**EXTRACT PROVIDED:**
* Start *

It’s over a year since we put time aside to create our first little open data app and what started as a hacked solution to a personal problem has turned into a popular local resource.
The Bath Schools Mashup has now been used by over 3,000 people.
I’ve been pretty touched by some of the comments from local parents and since we’ve just sweated over another data update, now seems a good time to write down how we tackled the mashup and take stock of the lessons learned for other open data fans.
The best projects are often borne of a purely personal need and I believe this is the best place to start on any open data project. It has to matter for it to make sense.
In our case our little boy had to go through the primary admissions process in Bath last year and being fairly new to the area we had no clue about local schools. Like most parents, we started asking other parents about schools and (god bless ’em) they gave us a pretty frustrating set of answers. It turns out talking honestly about education is like swinging: It only happens behind closed doors and is more urban myth than hard fact.
It’s well intentioned, but a bit useless to a local education newbie.
Time for some disclosure: Our household isn’t blessed in the education stakes. There are a few GCSE certificates somewhere in the loft and an A-Level (grade D) in Maths for me. We only achieved middle aged solvency by losing our twenties to self-education while the posh kids were on Gap Yahs and partying, so we’re (unsurprisingly) pretty keen our child doesn’t suffer the same crappy schooling we did. Catching up late in the race is not a pleasant experience. It rubs.
Open Data Step 1: Know thy limits
I love data. I also know it isn’t an end in itself; data rarely provides definitive answers.
In the case of education don’t expect statistics to provide the fullest possible picture of a school. Visiting a school and meeting staff remains a far more powerful experience than numbers ever could for what is, after all, a very personal decision. As parents we need to like the place.

* End *

**DATA ROWS:**
* Start *

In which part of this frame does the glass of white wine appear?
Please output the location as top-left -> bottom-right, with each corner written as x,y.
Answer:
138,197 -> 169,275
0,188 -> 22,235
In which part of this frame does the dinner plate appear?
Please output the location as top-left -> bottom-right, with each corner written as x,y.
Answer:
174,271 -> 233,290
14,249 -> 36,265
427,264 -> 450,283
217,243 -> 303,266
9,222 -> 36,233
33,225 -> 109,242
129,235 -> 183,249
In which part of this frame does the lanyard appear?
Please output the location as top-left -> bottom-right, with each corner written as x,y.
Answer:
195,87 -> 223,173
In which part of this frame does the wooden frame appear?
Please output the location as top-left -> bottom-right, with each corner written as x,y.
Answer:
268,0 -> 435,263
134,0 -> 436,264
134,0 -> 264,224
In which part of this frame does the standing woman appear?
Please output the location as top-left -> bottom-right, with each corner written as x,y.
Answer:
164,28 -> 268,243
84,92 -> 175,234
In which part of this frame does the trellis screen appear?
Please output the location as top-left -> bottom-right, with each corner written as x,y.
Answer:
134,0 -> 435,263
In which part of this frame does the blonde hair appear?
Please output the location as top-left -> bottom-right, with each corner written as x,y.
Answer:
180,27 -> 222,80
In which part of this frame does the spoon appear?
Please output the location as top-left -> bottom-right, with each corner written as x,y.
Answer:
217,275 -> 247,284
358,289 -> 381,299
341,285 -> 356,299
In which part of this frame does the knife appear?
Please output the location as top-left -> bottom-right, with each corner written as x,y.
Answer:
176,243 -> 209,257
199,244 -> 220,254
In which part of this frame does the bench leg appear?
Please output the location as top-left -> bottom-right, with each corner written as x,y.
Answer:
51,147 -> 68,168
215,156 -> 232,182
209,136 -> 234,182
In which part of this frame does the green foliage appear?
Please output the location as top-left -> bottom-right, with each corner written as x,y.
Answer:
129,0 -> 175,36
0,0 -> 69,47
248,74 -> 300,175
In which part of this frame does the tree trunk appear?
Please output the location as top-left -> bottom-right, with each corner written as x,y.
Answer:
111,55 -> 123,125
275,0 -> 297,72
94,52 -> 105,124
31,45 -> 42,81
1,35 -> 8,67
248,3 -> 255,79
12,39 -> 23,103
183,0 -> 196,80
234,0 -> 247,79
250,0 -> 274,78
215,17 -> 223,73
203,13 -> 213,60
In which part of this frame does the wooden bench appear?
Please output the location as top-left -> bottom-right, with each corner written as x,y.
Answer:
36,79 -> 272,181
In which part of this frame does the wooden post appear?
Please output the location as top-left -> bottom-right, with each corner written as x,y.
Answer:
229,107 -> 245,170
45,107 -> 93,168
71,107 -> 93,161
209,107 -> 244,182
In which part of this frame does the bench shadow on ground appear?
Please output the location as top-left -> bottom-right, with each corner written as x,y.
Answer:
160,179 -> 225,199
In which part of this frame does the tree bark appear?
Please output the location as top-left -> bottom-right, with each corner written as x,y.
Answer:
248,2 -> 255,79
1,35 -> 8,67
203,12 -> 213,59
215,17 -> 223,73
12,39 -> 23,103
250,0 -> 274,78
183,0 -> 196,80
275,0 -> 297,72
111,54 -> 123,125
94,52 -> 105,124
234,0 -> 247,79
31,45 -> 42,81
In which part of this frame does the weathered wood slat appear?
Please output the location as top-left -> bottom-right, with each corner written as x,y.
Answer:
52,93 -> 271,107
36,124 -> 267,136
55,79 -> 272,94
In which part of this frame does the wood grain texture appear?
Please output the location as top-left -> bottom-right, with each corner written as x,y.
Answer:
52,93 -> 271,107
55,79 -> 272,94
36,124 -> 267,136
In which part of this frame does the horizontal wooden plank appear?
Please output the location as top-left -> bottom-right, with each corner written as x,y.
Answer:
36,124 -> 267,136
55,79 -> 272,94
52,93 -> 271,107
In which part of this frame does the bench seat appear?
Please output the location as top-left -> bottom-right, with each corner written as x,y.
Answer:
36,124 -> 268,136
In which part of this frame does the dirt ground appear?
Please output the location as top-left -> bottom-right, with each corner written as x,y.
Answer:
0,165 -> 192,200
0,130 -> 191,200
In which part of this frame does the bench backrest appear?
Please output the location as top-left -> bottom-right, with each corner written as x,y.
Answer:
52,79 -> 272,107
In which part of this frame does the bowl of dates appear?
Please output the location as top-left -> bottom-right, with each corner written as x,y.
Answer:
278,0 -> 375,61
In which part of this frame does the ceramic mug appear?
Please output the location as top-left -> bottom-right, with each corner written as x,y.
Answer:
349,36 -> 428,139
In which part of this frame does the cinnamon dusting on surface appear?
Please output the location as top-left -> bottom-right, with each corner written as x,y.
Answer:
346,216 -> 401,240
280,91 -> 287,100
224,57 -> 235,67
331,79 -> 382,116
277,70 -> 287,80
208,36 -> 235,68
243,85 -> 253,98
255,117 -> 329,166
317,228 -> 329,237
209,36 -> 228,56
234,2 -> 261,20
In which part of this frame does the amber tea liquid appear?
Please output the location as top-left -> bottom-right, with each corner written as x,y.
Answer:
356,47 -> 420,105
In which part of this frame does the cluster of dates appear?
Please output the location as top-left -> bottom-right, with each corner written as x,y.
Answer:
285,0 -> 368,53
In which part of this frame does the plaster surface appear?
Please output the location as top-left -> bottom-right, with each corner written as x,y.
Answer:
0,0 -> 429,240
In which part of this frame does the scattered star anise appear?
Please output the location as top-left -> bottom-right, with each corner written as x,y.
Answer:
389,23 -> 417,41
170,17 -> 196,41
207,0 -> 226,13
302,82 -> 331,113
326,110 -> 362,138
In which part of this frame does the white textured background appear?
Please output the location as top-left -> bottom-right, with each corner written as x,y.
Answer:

* End *

**SET TASKS:**
(A) Retype the Bath Schools Mashup post word for word, everything from "In the case" down to "like the place.".
(B) Answer these from the Bath Schools Mashup post:
(i) How many people have used the Bath Schools Mashup?
(ii) What grade did the writer get in A-Level Maths?
(iii) What does the post call a far more powerful experience than numbers?
Draw only on the Bath Schools Mashup post.

**COMPLETE ANSWERS:**
(A)
In the case of education don’t expect statistics to provide the fullest possible picture of a school. Visiting a school and meeting staff remains a far more powerful experience than numbers ever could for what is, after all, a very personal decision. As parents we need to like the place.

(B)
(i) Over 3,000 people.
(ii) Grade D.
(iii) Visiting a school and meeting staff.